▸ Problem to solve
Convert the items below, from the line containing "Look at the photo above. For every instance of the tree" through the line containing "pixel 362 307", inclusive, into a two-column CSV with the headers instruction and response. Give each item its own row, with its text under instruction and its answer under response, each in a single quoted field with line breaks replaced by spaces.

▸ Material for the task

########

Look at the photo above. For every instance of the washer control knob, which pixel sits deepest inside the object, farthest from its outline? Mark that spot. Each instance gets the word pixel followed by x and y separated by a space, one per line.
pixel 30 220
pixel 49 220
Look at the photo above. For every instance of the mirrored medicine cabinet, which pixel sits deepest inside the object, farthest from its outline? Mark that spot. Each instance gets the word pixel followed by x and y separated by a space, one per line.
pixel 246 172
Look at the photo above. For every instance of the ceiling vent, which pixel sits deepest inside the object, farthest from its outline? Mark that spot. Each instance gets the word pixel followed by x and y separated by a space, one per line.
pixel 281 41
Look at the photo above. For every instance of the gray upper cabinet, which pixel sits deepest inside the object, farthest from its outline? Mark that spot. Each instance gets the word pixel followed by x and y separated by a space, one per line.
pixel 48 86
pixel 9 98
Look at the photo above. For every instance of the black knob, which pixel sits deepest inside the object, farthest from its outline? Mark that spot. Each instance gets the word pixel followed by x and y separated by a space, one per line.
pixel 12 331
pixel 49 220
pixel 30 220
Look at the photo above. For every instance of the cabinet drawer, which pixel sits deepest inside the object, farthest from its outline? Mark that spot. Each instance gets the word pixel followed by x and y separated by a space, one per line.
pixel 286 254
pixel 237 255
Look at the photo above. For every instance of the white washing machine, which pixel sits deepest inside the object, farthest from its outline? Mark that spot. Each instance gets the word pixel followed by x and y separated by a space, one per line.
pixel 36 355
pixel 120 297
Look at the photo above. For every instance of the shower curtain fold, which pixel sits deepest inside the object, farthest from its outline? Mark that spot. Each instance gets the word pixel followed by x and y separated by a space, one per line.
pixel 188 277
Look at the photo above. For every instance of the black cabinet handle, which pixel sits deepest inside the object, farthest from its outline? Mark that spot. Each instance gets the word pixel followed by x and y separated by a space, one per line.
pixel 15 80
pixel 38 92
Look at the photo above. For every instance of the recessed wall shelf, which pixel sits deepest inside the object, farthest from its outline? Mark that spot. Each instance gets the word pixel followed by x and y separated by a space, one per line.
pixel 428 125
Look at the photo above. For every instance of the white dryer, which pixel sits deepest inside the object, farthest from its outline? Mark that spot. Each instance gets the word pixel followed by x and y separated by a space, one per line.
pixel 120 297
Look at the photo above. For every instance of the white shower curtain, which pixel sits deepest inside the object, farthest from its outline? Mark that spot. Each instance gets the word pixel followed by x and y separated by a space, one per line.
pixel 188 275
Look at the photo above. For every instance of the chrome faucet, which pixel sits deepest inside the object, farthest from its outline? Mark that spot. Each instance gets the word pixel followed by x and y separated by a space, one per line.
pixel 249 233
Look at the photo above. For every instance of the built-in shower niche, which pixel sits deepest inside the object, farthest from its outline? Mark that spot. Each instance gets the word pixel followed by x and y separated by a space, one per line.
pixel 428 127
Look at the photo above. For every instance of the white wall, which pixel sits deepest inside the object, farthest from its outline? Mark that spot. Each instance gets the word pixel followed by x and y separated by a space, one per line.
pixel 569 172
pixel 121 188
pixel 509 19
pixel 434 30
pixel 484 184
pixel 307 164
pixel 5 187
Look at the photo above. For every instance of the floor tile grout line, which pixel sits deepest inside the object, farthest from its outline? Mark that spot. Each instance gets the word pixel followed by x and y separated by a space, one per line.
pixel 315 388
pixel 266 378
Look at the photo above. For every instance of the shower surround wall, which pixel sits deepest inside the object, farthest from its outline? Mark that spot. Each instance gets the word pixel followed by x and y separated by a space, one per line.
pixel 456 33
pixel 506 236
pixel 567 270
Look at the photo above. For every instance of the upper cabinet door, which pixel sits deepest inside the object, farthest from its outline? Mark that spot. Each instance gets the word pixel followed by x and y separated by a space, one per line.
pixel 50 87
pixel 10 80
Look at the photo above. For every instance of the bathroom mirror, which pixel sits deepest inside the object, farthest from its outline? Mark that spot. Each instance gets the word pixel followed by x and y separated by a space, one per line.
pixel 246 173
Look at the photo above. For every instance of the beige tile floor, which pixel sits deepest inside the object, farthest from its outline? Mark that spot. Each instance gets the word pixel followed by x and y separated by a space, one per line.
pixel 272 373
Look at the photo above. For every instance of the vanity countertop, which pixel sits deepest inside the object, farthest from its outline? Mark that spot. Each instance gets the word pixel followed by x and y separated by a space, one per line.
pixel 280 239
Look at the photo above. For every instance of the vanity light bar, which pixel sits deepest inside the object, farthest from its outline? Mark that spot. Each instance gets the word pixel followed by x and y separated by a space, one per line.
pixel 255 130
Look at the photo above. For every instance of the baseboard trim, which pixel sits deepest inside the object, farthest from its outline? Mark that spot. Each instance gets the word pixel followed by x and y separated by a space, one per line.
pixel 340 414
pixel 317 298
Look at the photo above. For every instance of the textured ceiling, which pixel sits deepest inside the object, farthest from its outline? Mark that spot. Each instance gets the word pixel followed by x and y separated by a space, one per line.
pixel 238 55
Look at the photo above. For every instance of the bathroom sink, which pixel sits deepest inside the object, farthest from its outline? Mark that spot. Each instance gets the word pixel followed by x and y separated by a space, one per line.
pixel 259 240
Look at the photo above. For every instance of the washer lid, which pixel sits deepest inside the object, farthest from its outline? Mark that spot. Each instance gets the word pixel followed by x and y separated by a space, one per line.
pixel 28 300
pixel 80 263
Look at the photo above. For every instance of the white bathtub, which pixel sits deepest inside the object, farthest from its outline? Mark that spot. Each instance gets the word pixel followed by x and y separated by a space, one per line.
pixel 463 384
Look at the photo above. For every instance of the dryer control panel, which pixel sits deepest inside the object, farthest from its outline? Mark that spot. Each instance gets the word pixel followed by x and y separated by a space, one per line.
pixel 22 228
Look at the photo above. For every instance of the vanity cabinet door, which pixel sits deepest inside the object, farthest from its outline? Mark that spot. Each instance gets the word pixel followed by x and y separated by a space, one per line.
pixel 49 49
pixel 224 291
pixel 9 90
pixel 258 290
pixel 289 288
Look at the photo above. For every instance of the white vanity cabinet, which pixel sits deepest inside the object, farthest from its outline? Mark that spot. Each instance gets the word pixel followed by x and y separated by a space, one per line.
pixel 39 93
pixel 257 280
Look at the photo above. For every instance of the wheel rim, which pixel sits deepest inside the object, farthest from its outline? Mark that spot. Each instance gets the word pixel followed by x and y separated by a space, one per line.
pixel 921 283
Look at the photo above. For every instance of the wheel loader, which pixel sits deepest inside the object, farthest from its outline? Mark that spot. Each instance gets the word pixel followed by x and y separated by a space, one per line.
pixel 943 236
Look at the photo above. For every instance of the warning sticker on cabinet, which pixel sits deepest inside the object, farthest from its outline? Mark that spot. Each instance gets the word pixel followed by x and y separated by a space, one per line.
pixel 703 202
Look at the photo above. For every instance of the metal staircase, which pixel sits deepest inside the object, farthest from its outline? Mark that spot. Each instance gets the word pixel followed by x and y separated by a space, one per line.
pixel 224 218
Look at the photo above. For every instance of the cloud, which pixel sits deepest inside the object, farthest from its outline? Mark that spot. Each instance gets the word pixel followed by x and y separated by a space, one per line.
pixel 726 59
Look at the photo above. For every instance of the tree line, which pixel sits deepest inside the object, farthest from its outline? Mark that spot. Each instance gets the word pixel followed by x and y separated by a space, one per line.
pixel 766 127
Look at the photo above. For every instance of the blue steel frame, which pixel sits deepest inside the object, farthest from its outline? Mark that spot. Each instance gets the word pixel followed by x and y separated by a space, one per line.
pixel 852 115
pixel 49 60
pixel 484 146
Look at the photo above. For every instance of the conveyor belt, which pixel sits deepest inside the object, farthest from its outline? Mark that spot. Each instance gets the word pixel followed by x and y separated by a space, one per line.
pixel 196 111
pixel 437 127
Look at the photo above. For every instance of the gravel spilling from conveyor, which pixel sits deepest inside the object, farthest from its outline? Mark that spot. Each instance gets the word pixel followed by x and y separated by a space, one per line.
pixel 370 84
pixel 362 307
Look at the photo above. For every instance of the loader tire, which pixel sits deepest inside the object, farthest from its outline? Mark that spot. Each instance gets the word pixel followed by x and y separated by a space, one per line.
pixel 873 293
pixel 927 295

########

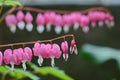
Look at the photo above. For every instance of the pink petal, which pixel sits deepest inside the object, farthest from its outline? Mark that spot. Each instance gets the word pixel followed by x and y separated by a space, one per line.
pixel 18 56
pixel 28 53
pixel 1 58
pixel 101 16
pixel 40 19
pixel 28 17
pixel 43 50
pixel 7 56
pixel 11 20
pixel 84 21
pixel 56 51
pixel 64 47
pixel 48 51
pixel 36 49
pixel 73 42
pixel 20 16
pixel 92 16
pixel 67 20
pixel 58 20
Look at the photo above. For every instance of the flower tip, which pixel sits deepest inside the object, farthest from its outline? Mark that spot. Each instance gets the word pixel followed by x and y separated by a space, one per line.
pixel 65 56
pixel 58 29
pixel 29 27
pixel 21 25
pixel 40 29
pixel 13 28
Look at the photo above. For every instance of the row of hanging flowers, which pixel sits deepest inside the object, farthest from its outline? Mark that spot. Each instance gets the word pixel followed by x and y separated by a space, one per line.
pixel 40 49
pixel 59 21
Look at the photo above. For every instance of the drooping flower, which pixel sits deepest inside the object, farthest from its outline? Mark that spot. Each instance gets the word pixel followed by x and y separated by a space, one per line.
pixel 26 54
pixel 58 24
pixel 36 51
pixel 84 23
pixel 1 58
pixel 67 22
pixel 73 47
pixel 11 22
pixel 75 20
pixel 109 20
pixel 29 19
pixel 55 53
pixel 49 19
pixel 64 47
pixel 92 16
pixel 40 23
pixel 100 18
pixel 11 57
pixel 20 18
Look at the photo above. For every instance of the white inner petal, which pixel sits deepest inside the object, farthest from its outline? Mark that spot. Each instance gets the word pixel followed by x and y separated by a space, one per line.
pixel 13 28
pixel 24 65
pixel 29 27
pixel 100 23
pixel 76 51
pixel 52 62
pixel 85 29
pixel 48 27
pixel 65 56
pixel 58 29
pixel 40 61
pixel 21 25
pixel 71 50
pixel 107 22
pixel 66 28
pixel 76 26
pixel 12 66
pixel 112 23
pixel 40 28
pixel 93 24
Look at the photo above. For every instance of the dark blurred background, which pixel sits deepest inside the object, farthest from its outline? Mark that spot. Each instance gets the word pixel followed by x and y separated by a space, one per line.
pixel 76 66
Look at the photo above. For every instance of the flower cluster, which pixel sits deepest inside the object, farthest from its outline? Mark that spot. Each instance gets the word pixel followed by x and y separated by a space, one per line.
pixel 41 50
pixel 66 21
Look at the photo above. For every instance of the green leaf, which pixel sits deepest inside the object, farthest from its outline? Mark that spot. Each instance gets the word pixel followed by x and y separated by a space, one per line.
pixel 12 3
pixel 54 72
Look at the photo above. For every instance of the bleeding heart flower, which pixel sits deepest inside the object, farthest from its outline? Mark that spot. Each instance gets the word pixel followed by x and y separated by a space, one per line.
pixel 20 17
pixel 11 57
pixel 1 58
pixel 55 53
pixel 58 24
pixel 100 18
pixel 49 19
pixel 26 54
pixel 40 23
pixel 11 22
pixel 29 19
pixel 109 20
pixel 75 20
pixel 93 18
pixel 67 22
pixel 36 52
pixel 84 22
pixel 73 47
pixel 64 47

########

▸ Problem solution
instruction,response
"Look at the photo above. For every instance of the tree line, which pixel sits deepest inside the object, farthest from its outline? Mark that spot. Each instance gets the word pixel followed by x and y separated by a space, one per line.","pixel 766 127"
"Look at the photo above. For every instance of the blue steel frame, which pixel sits deepest inside the object, farthest from its outline? Mark that spot. Each instance gets the word pixel followed by x and y separated by a space, one per line.","pixel 852 115 pixel 49 60 pixel 484 146"
"Look at the photo above. For every instance of the conveyor belt, which pixel sits deepest inside the object, farthest from its outline? Mark that spot. Each instance gets the word pixel followed by x and y separated by a space, one per line.","pixel 196 111 pixel 437 127"
"Look at the photo above. For every instance of the gravel spilling from conveyor, which pixel sits deepest inside the object, farthest from its outline? Mark that spot. Each instance gets the word pixel followed by x and y separated by a space, one per line.","pixel 370 84 pixel 362 307"